__INPUT FOR THIS TASK__
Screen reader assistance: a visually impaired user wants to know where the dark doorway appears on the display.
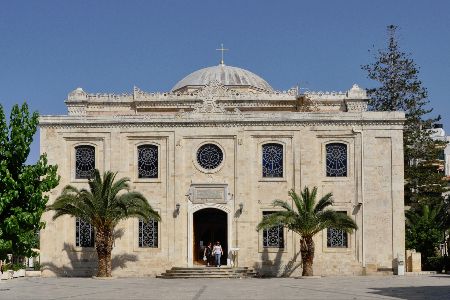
[193,208,228,265]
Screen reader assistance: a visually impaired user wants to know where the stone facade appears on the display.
[40,63,405,276]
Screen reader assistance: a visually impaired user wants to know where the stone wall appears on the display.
[40,112,404,276]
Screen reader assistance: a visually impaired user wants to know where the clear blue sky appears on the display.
[0,0,450,162]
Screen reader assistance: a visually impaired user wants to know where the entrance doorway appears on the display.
[193,208,228,265]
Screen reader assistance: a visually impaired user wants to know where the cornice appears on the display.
[39,111,405,128]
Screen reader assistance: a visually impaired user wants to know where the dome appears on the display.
[172,64,273,91]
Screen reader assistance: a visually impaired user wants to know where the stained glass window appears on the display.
[262,144,283,177]
[326,143,347,177]
[139,219,158,248]
[327,211,348,248]
[327,228,348,248]
[75,218,94,247]
[75,145,95,179]
[263,211,284,248]
[138,145,158,178]
[197,144,223,170]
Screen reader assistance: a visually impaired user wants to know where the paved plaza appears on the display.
[0,275,450,300]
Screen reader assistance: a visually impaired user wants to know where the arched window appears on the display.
[75,218,94,247]
[263,211,284,248]
[75,145,95,179]
[326,143,348,177]
[327,211,348,248]
[139,219,158,248]
[138,145,158,178]
[262,143,283,177]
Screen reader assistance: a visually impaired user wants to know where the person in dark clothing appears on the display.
[203,242,213,267]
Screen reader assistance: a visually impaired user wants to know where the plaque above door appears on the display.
[187,184,229,204]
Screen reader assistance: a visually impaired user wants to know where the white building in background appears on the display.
[40,62,405,276]
[432,124,450,177]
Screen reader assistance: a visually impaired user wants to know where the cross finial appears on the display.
[216,44,229,66]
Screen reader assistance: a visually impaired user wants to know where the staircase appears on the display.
[156,267,256,279]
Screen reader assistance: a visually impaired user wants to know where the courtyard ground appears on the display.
[0,275,450,300]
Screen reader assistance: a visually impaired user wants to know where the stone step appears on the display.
[157,267,256,279]
[166,268,253,273]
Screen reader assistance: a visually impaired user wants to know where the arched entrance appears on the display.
[192,208,228,265]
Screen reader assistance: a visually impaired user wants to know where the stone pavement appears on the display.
[0,275,450,300]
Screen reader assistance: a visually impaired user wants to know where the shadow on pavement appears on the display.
[42,243,137,277]
[368,286,450,300]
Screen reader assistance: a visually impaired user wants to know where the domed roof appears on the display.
[172,64,273,91]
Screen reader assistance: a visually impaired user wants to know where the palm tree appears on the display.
[47,170,161,277]
[257,187,358,276]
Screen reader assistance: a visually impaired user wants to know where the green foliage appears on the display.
[33,261,41,271]
[0,104,59,258]
[362,25,445,207]
[256,187,358,276]
[422,255,450,273]
[406,204,443,263]
[48,170,160,229]
[48,170,161,277]
[10,263,26,271]
[257,187,358,237]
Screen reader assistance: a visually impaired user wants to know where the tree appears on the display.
[48,170,161,277]
[362,25,445,208]
[406,204,443,264]
[0,103,59,258]
[257,187,358,276]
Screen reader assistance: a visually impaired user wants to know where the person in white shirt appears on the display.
[213,241,223,267]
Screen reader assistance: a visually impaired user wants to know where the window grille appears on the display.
[75,218,94,247]
[326,143,347,177]
[327,211,348,248]
[139,219,158,248]
[327,228,348,248]
[138,145,158,178]
[262,144,283,177]
[263,211,284,248]
[197,144,223,170]
[75,145,95,179]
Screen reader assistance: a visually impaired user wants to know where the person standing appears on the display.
[203,242,213,267]
[213,241,223,267]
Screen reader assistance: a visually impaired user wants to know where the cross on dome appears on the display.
[216,43,229,66]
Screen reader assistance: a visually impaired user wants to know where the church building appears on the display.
[40,56,405,276]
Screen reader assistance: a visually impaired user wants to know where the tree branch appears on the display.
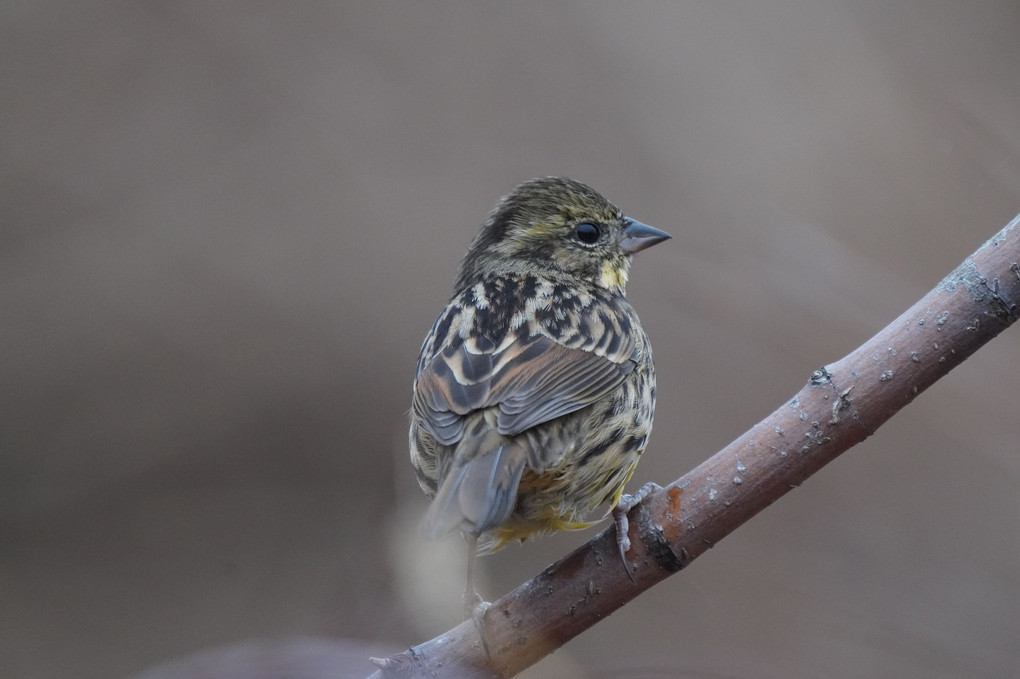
[372,215,1020,678]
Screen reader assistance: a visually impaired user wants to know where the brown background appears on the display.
[0,0,1020,679]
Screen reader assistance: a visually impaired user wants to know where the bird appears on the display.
[408,176,671,611]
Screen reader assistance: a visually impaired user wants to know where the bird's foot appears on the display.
[613,481,662,582]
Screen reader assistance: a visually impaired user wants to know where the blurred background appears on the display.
[0,0,1020,679]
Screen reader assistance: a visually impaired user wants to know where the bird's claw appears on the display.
[613,481,662,582]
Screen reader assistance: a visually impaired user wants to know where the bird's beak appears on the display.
[620,217,673,255]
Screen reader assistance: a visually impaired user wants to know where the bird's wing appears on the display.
[414,327,634,446]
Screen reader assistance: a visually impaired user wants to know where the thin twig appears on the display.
[372,215,1020,679]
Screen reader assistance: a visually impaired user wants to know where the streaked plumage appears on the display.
[410,177,669,603]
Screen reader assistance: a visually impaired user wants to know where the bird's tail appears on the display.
[422,437,527,538]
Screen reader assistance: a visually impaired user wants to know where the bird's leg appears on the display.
[613,481,662,582]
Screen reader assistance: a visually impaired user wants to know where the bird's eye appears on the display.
[574,221,602,245]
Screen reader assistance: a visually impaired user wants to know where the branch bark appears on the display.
[372,215,1020,679]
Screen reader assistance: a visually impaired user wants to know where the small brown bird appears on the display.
[409,177,670,612]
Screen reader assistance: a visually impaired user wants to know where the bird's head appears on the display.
[456,177,670,293]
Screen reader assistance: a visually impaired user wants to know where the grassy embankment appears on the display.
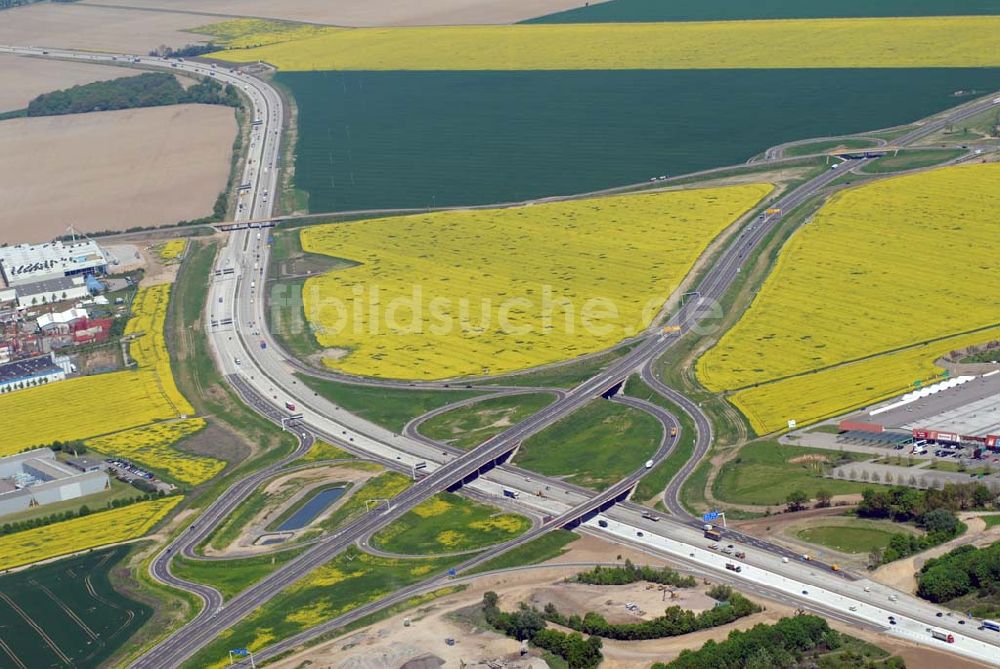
[419,393,555,450]
[371,492,531,555]
[514,400,663,490]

__DESCRIPTION OF THE TASK__
Count the lines in the listing above that contain the string "pavement". Reply with only the number.

__RESPONSE TO THIS EXERCISE__
2